In New York, Elderwood had to go through a similar process, both at the start of the planning for the COVID-19 unit and afterward, Paul Shields, Elderwood at Amherst’s medical director, told SNN on August 20. In the early days of March, Elderwood ran into some resistance from regulators and payers wary of patient movement across facilities, said Shields, who also is vice president for post-acute care at General Physician, PC, and a member of the COVID-19 Task Force at Kaleida Health.

But in mid-to-late March, CMS issued the waivers to facilitate patient transfers, helping build momentum for establishing the COVID-19 unit. And after the unit was established, that close support and communication continued, with both hospitals and regulators.

“Early on in this, we were able to coordinate, with the local county health department, town-hall calls that brought all of the skilled nursing operators onto a call,” Shields told SNN. “There was the ability to share best practices, there was the ability to problem-solve. We worked with other platform operators in the community, and were able to take patients from their facilities to our facility to cohort and manage. It was a community effort, truly.”

Both Shields and Fritz emphasized how the COVID-19 pandemic ended up bringing together providers across the care continuum. Both operators, despite their wildly different bases of operation, found themselves communicating far more closely with their hospital partners and other care providers in their work to establish COVID-19 units than was typical.

And though Bridgemoor ended up downsizing its COVID-19 units — at the time of the September 2 interview, Bridgemoor’s final unit was in the process of winding down operations – Fritz was optimistic about that newfound communication’s effects.

“This whole COVID thing — if nothing else, I think it’s brought the post-acute provider, the hospital systems, the health departments and THHS, all together, really collaborating and working together to try to make sure we’re headed in the right direction, to meet the current crisis” Fritz told SNN.

PROVIDED MATERIAL =>
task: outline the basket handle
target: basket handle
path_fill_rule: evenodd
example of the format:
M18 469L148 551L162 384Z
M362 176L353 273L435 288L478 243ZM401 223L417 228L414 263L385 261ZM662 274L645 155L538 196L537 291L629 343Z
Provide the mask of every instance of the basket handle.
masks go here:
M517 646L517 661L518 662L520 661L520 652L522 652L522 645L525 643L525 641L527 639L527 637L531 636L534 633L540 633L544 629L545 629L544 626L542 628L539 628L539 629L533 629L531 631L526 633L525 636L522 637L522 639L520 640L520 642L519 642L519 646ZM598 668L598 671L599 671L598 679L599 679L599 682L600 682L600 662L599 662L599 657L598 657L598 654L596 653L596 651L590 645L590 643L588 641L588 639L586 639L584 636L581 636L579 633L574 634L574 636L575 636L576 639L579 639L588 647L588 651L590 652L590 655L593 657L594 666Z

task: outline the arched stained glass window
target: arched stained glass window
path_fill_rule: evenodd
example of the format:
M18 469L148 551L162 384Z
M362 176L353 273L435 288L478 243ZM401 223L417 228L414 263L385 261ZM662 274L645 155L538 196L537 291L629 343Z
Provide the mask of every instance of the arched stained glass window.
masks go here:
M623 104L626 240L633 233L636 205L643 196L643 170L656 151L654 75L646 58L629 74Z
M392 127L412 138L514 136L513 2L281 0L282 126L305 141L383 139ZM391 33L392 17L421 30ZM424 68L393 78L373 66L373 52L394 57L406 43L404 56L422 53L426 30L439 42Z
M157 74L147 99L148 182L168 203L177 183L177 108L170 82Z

ACTIVITY 1 =>
Reproduce the passage of the COVID-19 unit excerpt that begins at the words "Both Shields and" and ends after the words "than was typical.".
ACTIVITY 2 =>
Translate this sentence from the COVID-19 unit excerpt into Spanish: "Both Shields and Fritz emphasized how the COVID-19 pandemic ended up bringing together providers across the care continuum."
ACTIVITY 3 =>
Shorten the paragraph of the COVID-19 unit excerpt that opens with "In New York, Elderwood had to go through" and keep its main facts.
Rely only on the COVID-19 unit excerpt.

OUTPUT 1 =>
Both Shields and Fritz emphasized how the COVID-19 pandemic ended up bringing together providers across the care continuum. Both operators, despite their wildly different bases of operation, found themselves communicating far more closely with their hospital partners and other care providers in their work to establish COVID-19 units than was typical.

OUTPUT 2 =>
Tanto Shields como Fritz destacaron cómo la pandemia de COVID-19 terminó por unir a los proveedores de todo el continuo de atención.

OUTPUT 3 =>
Paul Shields, medical director of Elderwood at Amherst, told SNN on August 20 that Elderwood in New York went through a similar process at the start of planning for its COVID-19 unit and afterward. In early March, regulators and payers wary of moving patients across facilities resisted somewhat. Shields is also vice president for post-acute care at General Physician, PC, and sits on Kaleida Health's COVID-19 Task Force.